**DOCUMENT PASSAGE**
LangChain (CVE-2025-68664, CVSS 9.3): A serialization injection vulnerability in LangChain’s dumps() and dumpd() functions enabled secret extraction from environment variables and potential arbitrary code execution through Jinja2 templates. Update to 1.2.5 or 0.3.81.

GitHub Copilot (CVE-2026-21516, CVE-2026-21256): Command injection flaws in Copilot’s JetBrains and Visual Studio integrations scored CVSS 8.8. Developer workstations hold private keys, long-lived tokens, and CI credentials - a single local code execution can cascade into supply chain compromise.

Google Gemini ASCII Smuggling: Google is refusing to patch a vulnerability that lets attackers embed invisible commands in text using Unicode characters. OpenAI’s ChatGPT, Anthropic’s Claude, and Microsoft’s Copilot already sanitize these inputs. Gemini, Grok, and DeepSeek remain vulnerable.

What This Means

This week’s incidents reveal an uncomfortable truth: the AI development ecosystem is deeply insecure.

The tooling is moving faster than security. Cursor’s allowlist bypass, MCP’s authentication gaps, and n8n’s RCE all stem from the same cause - shipping features before securing them. Developers trust these tools with credentials, source code, and system access. That trust is increasingly misplaced.

AI attacking AI is now practical. The 97% jailbreak success rate from autonomous agents isn’t theoretical research. It’s a capability that exists today. Attackers don’t need deep expertise anymore - they can delegate the hard work to reasoning models.

Implicit trust is everywhere. MCP assumes servers are trustworthy. Cursor assumed shell built-ins were safe. LangChain assumed user data wouldn’t contain serialization markers. Every implicit trust assumption becomes an attack vector.

What You Can Do

For Cursor users: Update to version 2.3+ immediately. Review what MCP servers and external content your environment loads. Don’t rely on allowlists for security.

For MCP users: Audit any MCP servers you’re running. Ensure they’re not exposed to the public internet. Require authentication. Be extremely cautious about which servers you connect to - tool poisoning attacks can exfiltrate data through seemingly legitimate servers.

For n8n users: Update to 1.121.0 or later. If you’re running n8n anywhere accessible beyond localhost, assume it may have been compromised if you were on an older version.

For LangChain users: Update to 1.2.5 or 0.3.81. Audit any code that serializes user-controlled data.

For everyone: The common thread is that AI tools are being trusted with system access they haven’t earned. Treat AI development tools like any other software with privileged access: keep them updated, audit their network exposure, and assume they can be manipulated through their inputs.

The velocity of AI feature development shows no signs of slowing. Neither does the rate at which vulnerabilities are being discovered. The security gap is widening.

**Photo-based referring expression data**
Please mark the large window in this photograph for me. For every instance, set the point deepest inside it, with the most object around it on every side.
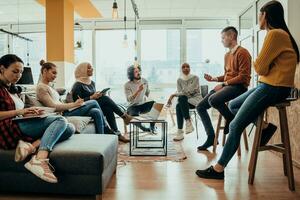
(205, 53)
(31, 52)
(160, 61)
(83, 46)
(112, 60)
(3, 44)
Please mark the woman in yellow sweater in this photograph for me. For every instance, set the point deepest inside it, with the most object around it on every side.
(276, 66)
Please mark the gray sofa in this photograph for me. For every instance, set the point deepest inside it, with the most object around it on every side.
(84, 165)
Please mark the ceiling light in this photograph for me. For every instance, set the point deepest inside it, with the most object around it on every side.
(115, 14)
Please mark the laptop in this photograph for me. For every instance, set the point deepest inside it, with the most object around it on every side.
(153, 114)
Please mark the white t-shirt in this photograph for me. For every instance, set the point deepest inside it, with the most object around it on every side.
(19, 104)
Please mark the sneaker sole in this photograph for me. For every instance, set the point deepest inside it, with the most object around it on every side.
(27, 166)
(177, 140)
(18, 157)
(188, 132)
(209, 177)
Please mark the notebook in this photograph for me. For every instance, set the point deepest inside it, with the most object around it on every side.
(71, 109)
(153, 114)
(33, 116)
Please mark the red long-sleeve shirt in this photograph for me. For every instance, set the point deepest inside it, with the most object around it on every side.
(237, 67)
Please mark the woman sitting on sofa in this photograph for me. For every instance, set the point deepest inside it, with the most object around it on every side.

**WHAT YOU ARE ASKED TO DO**
In the text on AI tool vulnerabilities above, which version should n8n users update to?

**OUTPUT OF THE EXERCISE**
Version 1.121.0 or later.